__Document excerpt__:
Those two stories and other details revealed by Teegardin and Judd troubled me when they were published. Downs seemed well-meaning and cared about turning Myrick around. "I think he has been in prison now for two and a half years and I don't think it helped him much," she said, according to a transcript of one hearing. "I haven't noticed a whole lot of change, and I am hoping the change will occur with this opportunity."

I was also haunted by Myrick’s mother, who was devastated by the failure of Sands to live up to promises to monitor Myrick. “She stood in court and said she would let him come to her house,” Jauvena Myrick told Teegardin in a brief interview. “Every time I asked for resources or anything, she would say it was going to happen. But it never did.”

Instead, Jauvena Myrick said, “I was in charge of monitoring him – 24 hours. I still had to work and I still have four other kids. It was very hard.”

Sands’ promises and Downs’ hopes never were fulfilled. Christian Broder died 12 days after he was shot, leaving behind a widow and a nine-month old daughter. Myrick was charged with murder.

As I noted, investigative reporters always have more questions. Reporter Judd very much wanted to know about Georgia’s record with juveniles who are charged as adults, as Myrick was.

It was not an easy story to report. The privacy of juveniles means documents are often unavailable or extensively redacted. Myrick’s family and his public defender did not participate. The Fulton Courts did not have a lot to say.

__Available data__:
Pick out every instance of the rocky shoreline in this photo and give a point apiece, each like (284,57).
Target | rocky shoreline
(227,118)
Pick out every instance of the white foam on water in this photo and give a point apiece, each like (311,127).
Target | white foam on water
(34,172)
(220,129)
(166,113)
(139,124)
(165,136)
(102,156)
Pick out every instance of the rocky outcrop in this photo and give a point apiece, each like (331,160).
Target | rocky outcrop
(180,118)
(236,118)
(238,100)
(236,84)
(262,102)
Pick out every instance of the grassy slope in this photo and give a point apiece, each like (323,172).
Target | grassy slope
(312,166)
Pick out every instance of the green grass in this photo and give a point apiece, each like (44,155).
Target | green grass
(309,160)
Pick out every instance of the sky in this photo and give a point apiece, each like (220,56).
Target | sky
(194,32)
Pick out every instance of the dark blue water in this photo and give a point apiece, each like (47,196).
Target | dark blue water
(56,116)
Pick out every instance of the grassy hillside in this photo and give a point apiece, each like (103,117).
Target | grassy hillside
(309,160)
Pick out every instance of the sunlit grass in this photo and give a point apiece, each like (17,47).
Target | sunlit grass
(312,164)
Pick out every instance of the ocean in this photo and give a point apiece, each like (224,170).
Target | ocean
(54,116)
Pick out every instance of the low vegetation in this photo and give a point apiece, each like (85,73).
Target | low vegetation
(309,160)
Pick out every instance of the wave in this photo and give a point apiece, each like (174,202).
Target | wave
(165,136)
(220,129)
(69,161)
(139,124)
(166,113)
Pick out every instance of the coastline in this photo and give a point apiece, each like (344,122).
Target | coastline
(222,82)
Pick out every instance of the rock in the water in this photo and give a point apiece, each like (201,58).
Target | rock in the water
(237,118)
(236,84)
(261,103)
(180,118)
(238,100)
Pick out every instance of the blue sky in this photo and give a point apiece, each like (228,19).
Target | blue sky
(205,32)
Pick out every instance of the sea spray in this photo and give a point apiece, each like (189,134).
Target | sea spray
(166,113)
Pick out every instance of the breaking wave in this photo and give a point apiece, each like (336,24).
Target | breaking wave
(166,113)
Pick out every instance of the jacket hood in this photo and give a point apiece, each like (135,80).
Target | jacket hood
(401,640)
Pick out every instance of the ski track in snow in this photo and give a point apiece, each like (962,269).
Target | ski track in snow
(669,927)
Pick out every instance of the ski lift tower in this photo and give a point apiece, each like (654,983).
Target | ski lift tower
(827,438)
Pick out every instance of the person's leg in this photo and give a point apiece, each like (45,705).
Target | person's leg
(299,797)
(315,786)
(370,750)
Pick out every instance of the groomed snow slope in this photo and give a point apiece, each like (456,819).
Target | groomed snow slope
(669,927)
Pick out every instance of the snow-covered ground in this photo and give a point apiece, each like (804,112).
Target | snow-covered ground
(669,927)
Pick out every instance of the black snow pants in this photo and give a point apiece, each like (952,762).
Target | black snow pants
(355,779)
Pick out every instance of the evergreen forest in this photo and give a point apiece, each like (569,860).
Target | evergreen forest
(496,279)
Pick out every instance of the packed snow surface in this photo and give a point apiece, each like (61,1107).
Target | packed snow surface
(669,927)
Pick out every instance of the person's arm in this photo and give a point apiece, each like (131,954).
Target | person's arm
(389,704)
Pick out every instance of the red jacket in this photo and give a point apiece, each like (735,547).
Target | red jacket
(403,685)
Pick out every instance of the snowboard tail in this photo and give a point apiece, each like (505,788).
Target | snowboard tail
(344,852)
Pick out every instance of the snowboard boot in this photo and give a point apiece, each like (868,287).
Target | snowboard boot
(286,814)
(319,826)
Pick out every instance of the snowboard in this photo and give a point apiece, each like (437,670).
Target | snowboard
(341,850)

__Questions to answer__:
1. Answer each question about the excerpt on the Myrick case, one line per answer, marked (a), (b) and (c):
(a) How long did Downs say Myrick had been in prison?
(b) How many days after being shot did Christian Broder die?
(c) How many other kids does Jauvena Myrick say she has?
2. In the excerpt on the Myrick case, rewrite the passage from "As I noted, investigative" up to and including "lot to say.", replacing "juveniles" with "minors" everywhere it occurs.
3. Resume the account of the Myrick case, picking up after its final sentence.

__Task-by-task outputs__:
1.
(a) Two and a half years.
(b) 12 days.
(c) Four.

2.
As I noted, investigative reporters always have more questions. Reporter Judd very much wanted to know about Georgia’s record with minors who are charged as adults, as Myrick was.

It was not an easy story to report. The privacy of minors means documents are often unavailable or extensively redacted. Myrick’s family and his public defender did not participate. The Fulton Courts did not have a lot to say.

3.
But Judd kept digging and produced a deeply reported series that began on the front page last Sunday. The three-part series reveals a system that Judd described as "at once too lenient and too harsh, barely holding many youths accountable even for repeated offenses before confining them in brutal, chaotic juvenile prisons when their crimes turn more menacing."

The juvenile justice program is not equipped to deal in any systematic way with issues underlying youth crime, Judd wrote, such as extreme poverty, ineffective or absent parents, untreated mental illness, street gangs and too many available guns.

Teens like Myrick cycle through arrests, court appearances and detention, becoming hardened along the way. This week’s installment shows the ultimate destination: Georgia’s seven juvenile prisons, where fighting and gang activity are rampant and guards who are supposed to reform violent teens instead punish them with more violence.

Judd explained Georgia's history of "tough medicine" for juveniles, revealing how Georgia's juvenile justice laws became the strictest in the nation. Georgia is one of only three states that consider 17-year-olds to be adults in the criminal justice system and one of five that require 13-year-olds to be prosecuted as adults for certain offenses. States are dialing back on routine use of shackles and strip searches for juveniles, but Georgia still shackles and still requires every youth in a Georgia "juvenile development center" to be strip searched after pretty much any interaction with the outside world. Think of that – a mom who wants to visit her child knows that every time she does, she causes a search.

Judd revealed a challenging portrait of a system that is not working. More than two decades after Georgia adopted “get tough” juvenile laws under Gov. Zell Miller, juveniles commit the same proportion of violent crime as they did before.

We heard from many readers last week who were troubled by the questions this investigation raises and the challenges for our state. One reader suggested such a deep focus on the system failures along Myrick’s path indicated we viewed him as more of victim than Broder and his family.

I could not disagree more strongly. Broder’s killer bears ultimate responsibility and if Myrick is convicted, as appears likely, he should be punished harshly.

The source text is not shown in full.